Filter the records below and copy each line that contains the word "surface", leaving out all other lines.
○ ○ ○ ○ ○ ○ ○
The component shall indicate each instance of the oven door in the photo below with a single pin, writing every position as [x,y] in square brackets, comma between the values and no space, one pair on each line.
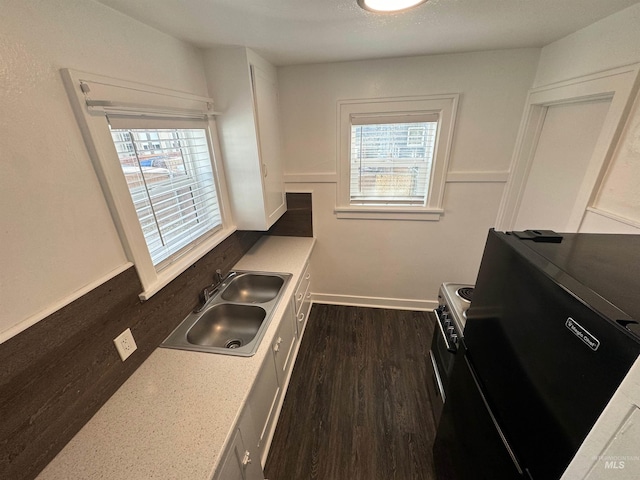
[435,388]
[440,366]
[470,445]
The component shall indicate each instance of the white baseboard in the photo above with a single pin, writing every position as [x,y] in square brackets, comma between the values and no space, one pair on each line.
[374,302]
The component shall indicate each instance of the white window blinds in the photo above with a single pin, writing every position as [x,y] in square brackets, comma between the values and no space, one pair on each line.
[168,169]
[391,159]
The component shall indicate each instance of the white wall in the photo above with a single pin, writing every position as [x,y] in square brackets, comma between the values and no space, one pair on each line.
[609,43]
[405,260]
[57,235]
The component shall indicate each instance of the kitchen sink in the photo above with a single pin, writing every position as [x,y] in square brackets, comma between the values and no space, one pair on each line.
[227,325]
[230,322]
[253,288]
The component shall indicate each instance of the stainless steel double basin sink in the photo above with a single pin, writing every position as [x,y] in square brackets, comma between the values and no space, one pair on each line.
[235,318]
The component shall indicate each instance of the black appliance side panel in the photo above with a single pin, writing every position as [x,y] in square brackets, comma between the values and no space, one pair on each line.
[545,385]
[468,446]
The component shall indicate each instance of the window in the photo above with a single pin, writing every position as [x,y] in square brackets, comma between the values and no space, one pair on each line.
[172,186]
[390,164]
[157,156]
[393,156]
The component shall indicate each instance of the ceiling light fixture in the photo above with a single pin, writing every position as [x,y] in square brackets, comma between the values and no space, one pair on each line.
[389,6]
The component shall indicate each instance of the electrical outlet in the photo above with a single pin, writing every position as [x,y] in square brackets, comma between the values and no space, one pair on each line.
[125,344]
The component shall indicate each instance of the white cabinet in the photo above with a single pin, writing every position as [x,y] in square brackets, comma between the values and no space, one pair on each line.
[268,391]
[245,90]
[303,300]
[284,347]
[241,461]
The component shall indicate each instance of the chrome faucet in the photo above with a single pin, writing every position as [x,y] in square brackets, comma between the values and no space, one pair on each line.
[210,291]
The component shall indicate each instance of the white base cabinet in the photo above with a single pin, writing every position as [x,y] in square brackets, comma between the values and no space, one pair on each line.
[270,387]
[241,460]
[303,300]
[258,422]
[244,87]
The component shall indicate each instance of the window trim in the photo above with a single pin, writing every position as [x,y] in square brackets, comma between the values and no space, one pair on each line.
[445,106]
[127,96]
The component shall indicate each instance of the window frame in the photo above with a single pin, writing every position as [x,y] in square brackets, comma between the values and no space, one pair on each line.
[143,100]
[444,106]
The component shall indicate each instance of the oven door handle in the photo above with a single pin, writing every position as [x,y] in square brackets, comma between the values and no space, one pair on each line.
[451,347]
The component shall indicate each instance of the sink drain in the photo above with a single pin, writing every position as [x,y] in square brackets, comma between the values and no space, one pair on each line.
[235,343]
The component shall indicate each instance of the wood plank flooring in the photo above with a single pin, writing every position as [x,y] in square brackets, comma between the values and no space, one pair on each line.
[357,406]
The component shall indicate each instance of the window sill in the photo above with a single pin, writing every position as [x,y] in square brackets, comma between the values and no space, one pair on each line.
[172,271]
[389,213]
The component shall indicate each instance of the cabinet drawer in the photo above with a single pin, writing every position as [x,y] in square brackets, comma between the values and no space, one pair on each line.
[303,286]
[284,346]
[303,314]
[263,399]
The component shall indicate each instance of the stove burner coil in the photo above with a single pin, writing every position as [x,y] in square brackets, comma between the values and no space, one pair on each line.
[465,293]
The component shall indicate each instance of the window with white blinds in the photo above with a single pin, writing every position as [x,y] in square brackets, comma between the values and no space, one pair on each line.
[172,185]
[391,162]
[393,156]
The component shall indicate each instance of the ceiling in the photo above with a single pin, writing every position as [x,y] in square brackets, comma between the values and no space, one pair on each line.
[290,32]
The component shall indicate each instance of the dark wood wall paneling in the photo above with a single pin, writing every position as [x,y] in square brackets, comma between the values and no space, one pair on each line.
[297,221]
[57,374]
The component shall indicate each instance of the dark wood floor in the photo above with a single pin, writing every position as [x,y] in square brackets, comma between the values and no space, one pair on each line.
[357,406]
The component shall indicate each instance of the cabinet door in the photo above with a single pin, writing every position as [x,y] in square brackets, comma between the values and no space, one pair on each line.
[284,345]
[239,464]
[265,94]
[263,400]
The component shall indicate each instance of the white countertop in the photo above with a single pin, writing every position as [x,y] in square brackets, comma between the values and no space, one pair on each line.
[172,417]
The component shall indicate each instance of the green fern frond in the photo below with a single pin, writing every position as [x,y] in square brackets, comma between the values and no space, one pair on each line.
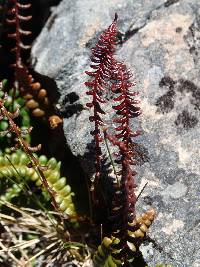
[57,183]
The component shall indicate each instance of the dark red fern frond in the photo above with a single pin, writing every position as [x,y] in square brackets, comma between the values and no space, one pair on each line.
[102,58]
[123,204]
[128,105]
[15,19]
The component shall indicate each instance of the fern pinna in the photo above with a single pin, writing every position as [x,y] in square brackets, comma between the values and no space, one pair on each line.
[102,57]
[127,232]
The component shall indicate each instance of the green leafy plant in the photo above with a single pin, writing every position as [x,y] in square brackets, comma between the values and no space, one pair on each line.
[15,166]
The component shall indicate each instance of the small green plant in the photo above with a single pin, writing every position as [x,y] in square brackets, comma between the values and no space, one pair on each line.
[15,166]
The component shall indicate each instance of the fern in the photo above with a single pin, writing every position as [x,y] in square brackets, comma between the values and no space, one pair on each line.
[20,161]
[102,57]
[36,97]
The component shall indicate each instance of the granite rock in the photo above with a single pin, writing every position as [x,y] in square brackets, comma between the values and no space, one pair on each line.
[160,43]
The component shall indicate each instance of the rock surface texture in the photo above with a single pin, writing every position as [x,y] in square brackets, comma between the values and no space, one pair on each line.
[161,44]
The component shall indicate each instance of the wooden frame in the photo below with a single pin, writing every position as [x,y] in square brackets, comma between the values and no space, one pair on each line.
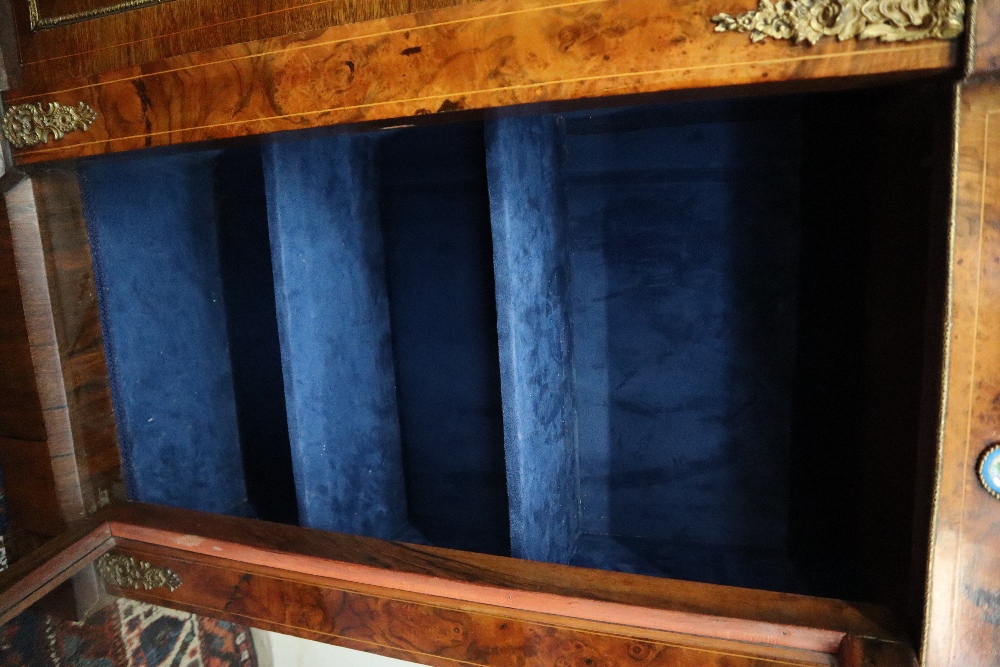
[480,56]
[397,599]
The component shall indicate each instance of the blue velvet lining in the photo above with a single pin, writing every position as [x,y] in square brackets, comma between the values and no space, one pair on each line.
[631,410]
[152,222]
[535,357]
[684,255]
[333,316]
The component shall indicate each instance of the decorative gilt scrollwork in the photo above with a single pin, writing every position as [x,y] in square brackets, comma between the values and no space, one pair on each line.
[39,22]
[887,20]
[31,124]
[127,572]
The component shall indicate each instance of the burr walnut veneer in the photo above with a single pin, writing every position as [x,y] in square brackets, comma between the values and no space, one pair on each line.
[509,332]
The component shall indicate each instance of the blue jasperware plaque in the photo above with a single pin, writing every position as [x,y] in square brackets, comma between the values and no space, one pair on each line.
[989,470]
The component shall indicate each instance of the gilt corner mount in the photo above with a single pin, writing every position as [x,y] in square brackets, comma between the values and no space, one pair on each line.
[39,22]
[127,572]
[808,21]
[27,125]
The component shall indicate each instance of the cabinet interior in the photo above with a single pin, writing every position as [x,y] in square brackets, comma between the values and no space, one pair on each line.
[693,339]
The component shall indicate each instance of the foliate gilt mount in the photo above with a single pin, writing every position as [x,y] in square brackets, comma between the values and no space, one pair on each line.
[27,125]
[127,572]
[807,21]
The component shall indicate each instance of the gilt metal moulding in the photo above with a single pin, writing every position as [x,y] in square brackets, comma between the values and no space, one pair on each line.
[39,22]
[808,21]
[127,572]
[27,125]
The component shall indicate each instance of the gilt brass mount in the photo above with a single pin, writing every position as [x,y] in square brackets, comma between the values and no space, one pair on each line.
[39,22]
[127,572]
[27,125]
[807,21]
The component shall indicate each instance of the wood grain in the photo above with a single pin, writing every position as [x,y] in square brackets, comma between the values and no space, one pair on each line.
[142,35]
[868,652]
[963,612]
[31,578]
[76,318]
[69,378]
[984,51]
[29,481]
[434,631]
[638,601]
[483,55]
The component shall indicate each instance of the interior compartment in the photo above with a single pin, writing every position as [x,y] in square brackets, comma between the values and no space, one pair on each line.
[180,254]
[692,339]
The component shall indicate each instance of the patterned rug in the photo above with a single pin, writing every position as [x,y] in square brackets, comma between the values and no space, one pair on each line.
[126,634]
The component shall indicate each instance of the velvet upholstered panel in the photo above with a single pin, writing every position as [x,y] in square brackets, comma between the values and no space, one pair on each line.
[568,337]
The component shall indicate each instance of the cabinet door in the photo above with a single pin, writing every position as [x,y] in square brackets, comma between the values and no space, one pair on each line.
[442,607]
[44,569]
[963,612]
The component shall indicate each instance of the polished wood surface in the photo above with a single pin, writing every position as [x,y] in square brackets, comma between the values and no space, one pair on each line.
[150,33]
[524,586]
[869,652]
[984,48]
[488,54]
[426,629]
[41,572]
[963,612]
[77,323]
[29,476]
[52,255]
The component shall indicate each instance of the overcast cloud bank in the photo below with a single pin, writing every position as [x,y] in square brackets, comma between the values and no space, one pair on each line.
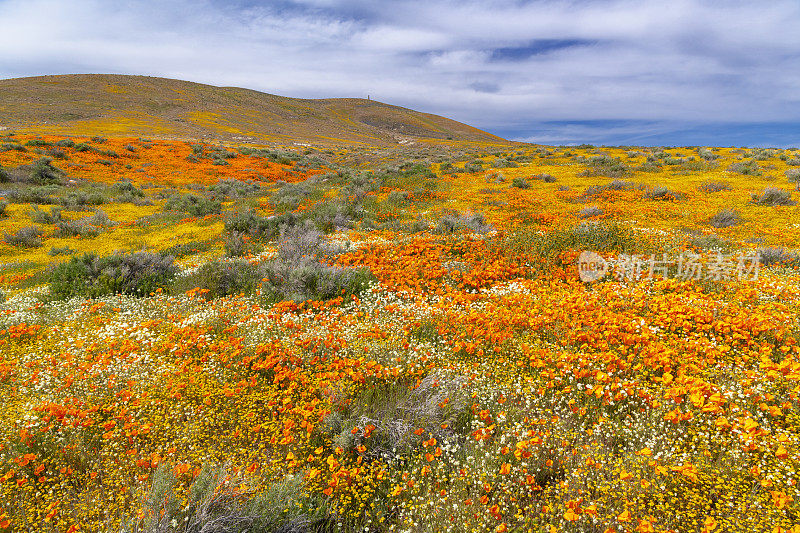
[605,72]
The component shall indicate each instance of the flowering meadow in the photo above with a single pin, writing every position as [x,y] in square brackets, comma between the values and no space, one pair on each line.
[220,338]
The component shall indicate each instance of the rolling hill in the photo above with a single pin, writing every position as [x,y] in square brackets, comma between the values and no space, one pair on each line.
[122,105]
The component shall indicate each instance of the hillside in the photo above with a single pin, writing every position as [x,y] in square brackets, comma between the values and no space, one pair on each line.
[110,104]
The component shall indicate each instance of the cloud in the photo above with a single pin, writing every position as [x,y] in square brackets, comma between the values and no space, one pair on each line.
[501,65]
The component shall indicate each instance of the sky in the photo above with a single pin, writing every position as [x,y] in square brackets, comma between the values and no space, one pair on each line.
[665,72]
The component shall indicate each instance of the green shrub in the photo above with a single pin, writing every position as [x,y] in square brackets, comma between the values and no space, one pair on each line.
[44,217]
[224,278]
[65,143]
[605,166]
[593,236]
[86,226]
[591,211]
[452,222]
[239,244]
[297,272]
[233,188]
[81,199]
[291,195]
[793,175]
[747,168]
[37,142]
[773,196]
[7,147]
[258,227]
[197,206]
[725,218]
[44,173]
[520,183]
[615,185]
[28,237]
[127,188]
[660,192]
[90,276]
[61,250]
[714,186]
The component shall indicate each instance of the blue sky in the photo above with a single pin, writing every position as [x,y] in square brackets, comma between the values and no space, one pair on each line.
[678,72]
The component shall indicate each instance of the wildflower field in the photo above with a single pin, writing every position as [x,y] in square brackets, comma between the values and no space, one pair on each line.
[227,338]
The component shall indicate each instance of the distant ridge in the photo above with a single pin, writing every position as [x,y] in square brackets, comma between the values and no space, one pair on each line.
[122,105]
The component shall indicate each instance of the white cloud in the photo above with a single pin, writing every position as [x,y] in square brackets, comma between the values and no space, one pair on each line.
[685,60]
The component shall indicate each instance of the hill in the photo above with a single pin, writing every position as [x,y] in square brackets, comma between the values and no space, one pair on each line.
[110,104]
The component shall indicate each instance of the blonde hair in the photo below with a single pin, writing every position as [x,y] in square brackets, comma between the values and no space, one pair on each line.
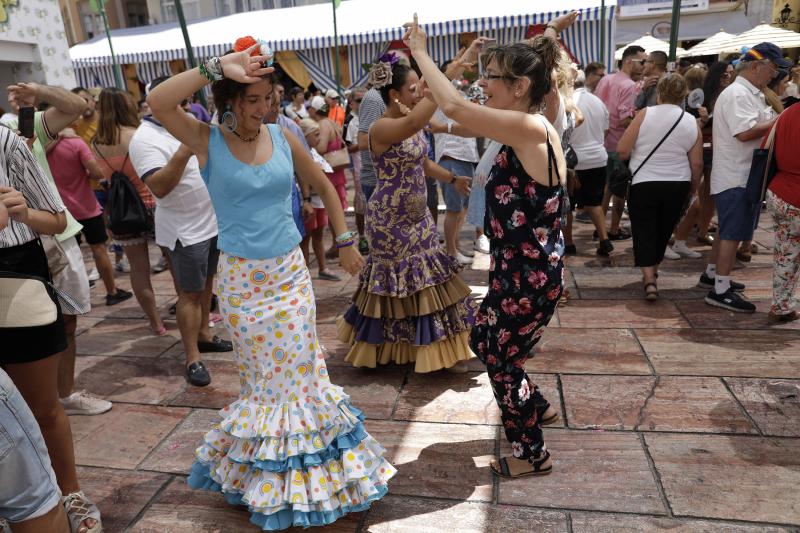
○ ○ ○ ○ ○ ○ ○
→ **Output below**:
The component shall indicate each instance of the rock surface texture in the photo above with a single pin, writing every position as [x,y] in square brackets, comma between the values and no space, one pair on each line.
The component shall indicate each instance of the polished wood surface in the photo above with a single pin, writing every position as [x,y] in square brackets, comma between the values and no space, one pair on each line.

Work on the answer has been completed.